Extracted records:
------------------------------------------------
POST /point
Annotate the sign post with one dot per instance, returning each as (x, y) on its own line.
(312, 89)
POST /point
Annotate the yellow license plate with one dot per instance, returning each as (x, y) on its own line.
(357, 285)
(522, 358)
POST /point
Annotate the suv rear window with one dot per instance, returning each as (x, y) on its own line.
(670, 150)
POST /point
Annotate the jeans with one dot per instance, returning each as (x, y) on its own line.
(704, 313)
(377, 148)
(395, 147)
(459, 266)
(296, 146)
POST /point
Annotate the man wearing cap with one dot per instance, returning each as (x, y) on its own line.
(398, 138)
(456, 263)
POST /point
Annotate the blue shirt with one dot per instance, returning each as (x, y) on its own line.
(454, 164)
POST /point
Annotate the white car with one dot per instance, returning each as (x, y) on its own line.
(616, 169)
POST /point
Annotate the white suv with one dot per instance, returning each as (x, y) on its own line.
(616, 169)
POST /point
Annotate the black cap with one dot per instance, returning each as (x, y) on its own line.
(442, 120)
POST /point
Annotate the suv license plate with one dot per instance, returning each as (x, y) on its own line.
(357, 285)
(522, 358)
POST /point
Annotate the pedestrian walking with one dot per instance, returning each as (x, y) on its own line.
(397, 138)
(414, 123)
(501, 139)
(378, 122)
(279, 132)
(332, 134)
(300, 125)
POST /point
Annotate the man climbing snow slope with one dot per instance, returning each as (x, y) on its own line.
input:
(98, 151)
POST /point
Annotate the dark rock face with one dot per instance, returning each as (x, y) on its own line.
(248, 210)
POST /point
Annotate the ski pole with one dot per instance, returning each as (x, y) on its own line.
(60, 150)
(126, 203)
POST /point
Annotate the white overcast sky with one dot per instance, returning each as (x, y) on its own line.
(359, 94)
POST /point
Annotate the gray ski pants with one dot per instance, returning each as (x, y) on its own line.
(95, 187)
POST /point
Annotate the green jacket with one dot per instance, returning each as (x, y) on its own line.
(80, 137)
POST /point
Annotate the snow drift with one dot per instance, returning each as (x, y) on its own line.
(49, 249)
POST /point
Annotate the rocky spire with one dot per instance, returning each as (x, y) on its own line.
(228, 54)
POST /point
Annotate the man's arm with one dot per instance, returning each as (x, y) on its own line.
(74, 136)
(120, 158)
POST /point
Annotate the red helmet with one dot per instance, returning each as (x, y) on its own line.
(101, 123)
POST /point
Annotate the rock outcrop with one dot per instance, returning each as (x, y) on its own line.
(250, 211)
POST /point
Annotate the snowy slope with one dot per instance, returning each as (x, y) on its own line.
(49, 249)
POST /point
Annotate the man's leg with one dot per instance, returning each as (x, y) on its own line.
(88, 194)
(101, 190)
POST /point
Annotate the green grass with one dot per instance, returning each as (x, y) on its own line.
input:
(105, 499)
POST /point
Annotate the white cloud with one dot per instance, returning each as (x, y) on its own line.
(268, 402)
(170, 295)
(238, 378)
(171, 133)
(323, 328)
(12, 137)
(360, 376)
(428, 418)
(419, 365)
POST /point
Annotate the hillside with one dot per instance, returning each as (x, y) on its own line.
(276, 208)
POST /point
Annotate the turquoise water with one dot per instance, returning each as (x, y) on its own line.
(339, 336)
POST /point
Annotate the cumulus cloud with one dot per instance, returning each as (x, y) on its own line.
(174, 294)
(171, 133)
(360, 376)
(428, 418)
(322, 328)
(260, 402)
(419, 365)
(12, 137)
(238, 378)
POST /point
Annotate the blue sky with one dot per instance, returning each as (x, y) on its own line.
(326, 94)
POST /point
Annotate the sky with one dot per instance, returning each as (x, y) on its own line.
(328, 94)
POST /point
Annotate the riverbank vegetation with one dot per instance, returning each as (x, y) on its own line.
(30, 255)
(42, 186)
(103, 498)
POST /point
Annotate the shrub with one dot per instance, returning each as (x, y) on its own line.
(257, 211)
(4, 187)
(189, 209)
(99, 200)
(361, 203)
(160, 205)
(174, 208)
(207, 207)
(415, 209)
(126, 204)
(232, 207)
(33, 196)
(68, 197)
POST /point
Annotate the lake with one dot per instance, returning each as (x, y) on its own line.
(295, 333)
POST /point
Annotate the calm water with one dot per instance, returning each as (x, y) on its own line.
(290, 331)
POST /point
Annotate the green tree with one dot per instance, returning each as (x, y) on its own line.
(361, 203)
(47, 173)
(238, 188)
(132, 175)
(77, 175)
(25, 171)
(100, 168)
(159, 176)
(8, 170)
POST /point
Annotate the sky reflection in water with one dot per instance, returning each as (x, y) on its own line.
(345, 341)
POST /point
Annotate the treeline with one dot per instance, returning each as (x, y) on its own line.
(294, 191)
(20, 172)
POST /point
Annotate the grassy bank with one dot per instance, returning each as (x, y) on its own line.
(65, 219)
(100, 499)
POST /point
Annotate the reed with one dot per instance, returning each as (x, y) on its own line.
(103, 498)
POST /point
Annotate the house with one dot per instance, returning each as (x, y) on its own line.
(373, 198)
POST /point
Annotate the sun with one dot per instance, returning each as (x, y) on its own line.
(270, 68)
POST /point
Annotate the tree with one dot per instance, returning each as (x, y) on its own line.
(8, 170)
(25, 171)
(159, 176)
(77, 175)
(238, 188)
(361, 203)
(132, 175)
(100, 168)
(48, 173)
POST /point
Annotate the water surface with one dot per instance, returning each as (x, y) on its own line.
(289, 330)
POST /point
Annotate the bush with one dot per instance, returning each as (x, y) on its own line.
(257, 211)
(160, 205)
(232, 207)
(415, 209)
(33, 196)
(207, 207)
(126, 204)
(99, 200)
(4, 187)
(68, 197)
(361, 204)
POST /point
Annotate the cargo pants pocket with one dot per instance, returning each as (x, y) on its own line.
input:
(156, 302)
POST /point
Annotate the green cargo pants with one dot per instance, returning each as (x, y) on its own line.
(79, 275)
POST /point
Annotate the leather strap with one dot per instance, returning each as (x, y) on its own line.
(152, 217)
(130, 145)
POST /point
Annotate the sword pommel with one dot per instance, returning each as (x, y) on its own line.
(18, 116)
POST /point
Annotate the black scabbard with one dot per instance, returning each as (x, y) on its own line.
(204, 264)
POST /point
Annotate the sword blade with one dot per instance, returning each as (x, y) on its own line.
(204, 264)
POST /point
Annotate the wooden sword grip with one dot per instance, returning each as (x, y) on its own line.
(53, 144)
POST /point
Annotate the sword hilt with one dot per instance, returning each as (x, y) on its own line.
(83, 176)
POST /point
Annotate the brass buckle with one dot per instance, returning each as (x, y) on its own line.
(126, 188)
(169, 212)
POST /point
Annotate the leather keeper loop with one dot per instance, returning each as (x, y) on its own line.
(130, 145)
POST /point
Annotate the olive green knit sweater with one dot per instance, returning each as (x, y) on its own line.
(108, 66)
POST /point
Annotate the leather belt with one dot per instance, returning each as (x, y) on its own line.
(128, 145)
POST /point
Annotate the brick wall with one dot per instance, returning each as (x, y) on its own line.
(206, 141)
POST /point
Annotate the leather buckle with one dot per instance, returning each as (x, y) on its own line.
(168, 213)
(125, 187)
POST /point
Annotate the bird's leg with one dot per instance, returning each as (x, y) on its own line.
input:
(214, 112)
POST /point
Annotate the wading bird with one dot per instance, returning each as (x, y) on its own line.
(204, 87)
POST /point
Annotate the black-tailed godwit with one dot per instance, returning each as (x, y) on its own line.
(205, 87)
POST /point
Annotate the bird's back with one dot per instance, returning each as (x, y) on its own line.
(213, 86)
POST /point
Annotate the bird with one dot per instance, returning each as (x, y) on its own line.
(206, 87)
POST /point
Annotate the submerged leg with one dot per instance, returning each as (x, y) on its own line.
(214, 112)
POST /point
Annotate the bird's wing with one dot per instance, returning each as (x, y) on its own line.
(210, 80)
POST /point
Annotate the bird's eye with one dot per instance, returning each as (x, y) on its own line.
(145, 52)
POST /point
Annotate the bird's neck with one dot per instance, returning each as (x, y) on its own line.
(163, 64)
------------------------------------------------
Report each line in the records that contains the string "pants", giving every such line in full.

Annotate the gray ski pants with one dot per instance, returning each as (x, y) on its own line.
Annotate the cargo pants pocket with one dot per instance, returning each as (x, y) on its own line.
Annotate the green cargo pants with one dot per instance, returning each as (x, y) on its own line.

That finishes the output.